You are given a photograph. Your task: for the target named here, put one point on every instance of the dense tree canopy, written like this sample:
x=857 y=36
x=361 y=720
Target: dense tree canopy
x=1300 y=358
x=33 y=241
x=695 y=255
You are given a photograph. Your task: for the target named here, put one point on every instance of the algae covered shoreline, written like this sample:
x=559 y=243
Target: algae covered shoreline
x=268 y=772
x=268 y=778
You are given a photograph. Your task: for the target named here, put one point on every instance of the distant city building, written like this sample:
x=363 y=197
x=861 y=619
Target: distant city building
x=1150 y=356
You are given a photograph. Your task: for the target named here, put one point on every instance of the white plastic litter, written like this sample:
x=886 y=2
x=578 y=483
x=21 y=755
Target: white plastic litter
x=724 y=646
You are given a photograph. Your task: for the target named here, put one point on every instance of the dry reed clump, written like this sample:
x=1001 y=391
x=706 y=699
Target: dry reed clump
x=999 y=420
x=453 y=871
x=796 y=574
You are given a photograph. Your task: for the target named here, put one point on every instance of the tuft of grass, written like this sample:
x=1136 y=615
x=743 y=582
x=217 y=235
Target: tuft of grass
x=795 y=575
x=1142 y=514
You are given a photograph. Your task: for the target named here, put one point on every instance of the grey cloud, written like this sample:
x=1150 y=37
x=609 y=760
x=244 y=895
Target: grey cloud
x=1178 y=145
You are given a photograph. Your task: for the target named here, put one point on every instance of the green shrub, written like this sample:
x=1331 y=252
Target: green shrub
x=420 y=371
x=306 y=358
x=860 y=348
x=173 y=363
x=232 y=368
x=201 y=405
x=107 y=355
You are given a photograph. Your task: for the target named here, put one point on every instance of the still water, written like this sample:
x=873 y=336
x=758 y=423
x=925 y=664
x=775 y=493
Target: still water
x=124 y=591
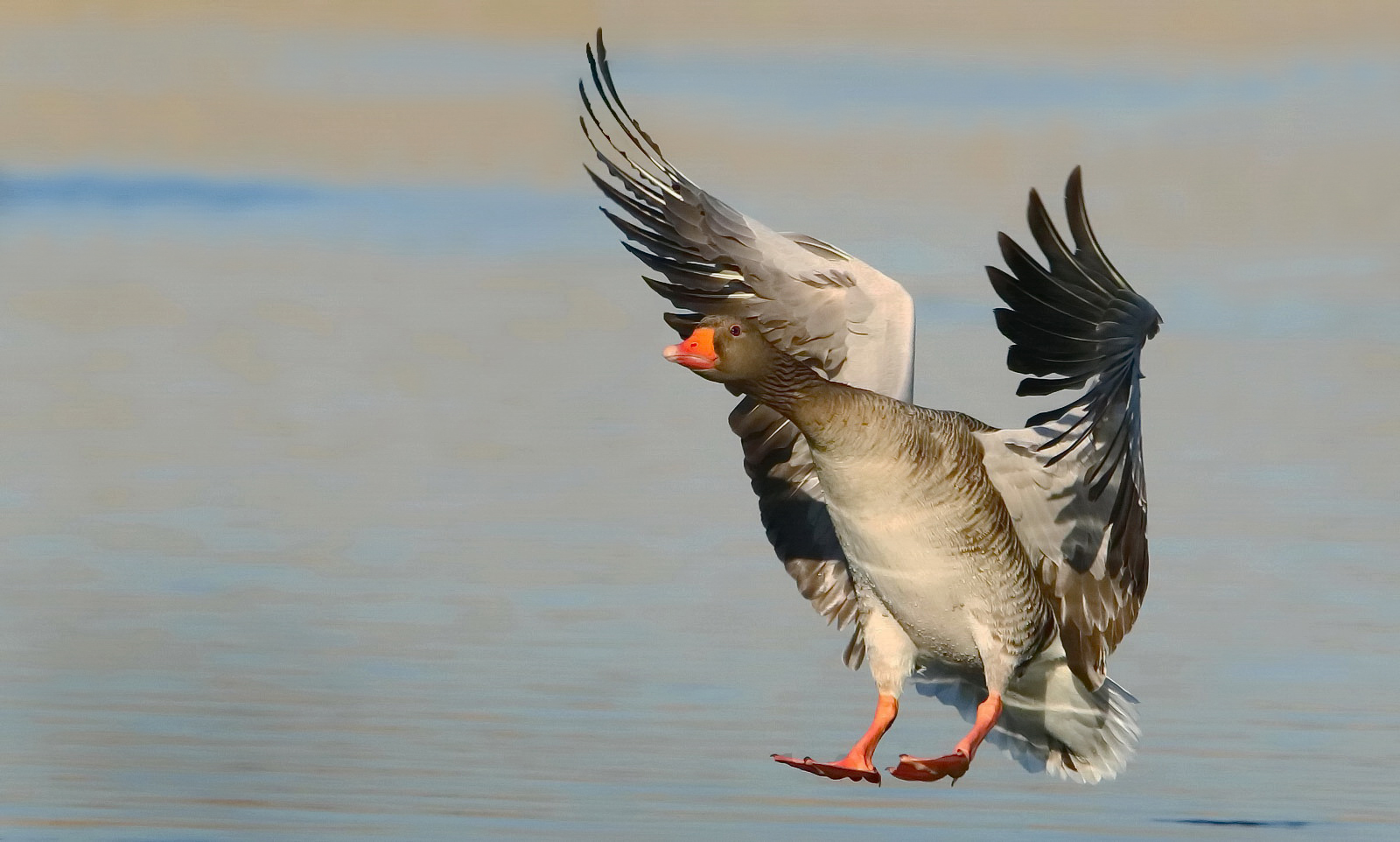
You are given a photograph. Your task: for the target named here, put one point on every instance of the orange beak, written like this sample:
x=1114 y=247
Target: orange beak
x=696 y=352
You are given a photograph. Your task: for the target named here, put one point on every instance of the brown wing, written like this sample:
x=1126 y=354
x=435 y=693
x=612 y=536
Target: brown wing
x=811 y=300
x=1073 y=480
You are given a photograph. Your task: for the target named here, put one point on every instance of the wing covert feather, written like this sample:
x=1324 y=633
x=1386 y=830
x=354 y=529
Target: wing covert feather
x=1073 y=478
x=808 y=298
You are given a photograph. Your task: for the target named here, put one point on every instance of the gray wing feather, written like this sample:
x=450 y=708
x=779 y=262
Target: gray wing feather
x=1073 y=478
x=808 y=298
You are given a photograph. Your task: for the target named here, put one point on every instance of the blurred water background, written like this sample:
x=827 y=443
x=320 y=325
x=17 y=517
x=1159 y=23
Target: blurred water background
x=345 y=494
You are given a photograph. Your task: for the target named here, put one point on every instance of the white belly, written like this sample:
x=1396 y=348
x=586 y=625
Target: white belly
x=923 y=583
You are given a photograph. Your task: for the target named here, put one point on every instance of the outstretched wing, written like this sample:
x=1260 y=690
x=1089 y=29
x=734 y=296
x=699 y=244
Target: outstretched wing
x=808 y=298
x=1073 y=480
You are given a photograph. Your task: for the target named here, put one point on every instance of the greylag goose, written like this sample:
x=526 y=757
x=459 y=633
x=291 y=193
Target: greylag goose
x=996 y=568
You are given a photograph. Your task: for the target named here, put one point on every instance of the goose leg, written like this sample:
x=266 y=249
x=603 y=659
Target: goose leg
x=952 y=765
x=858 y=764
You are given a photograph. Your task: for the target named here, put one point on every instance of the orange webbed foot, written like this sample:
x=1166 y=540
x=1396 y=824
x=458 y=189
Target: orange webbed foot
x=837 y=771
x=914 y=768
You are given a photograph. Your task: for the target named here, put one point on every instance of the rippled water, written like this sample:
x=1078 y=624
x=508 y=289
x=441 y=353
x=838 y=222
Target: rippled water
x=346 y=501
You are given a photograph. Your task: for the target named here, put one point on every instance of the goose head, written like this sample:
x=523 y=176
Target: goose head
x=725 y=349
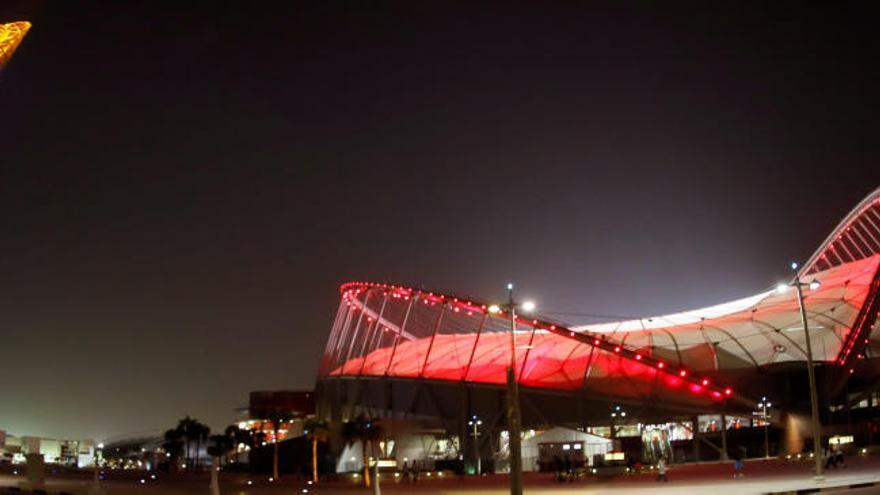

#### WHAT YOU SHOULD DO:
Write out exactly the lines above from the line with "x=320 y=325" through the line with "x=586 y=625", both of them included, and leave out all other lines.

#### SOLUTION FOR THIS TASK:
x=320 y=325
x=17 y=517
x=1159 y=23
Target: blurred water background
x=345 y=494
You are given a photograph. Your task: for the target named here, put one point on every instance of the white belly, written like this sample:
x=1396 y=348
x=586 y=625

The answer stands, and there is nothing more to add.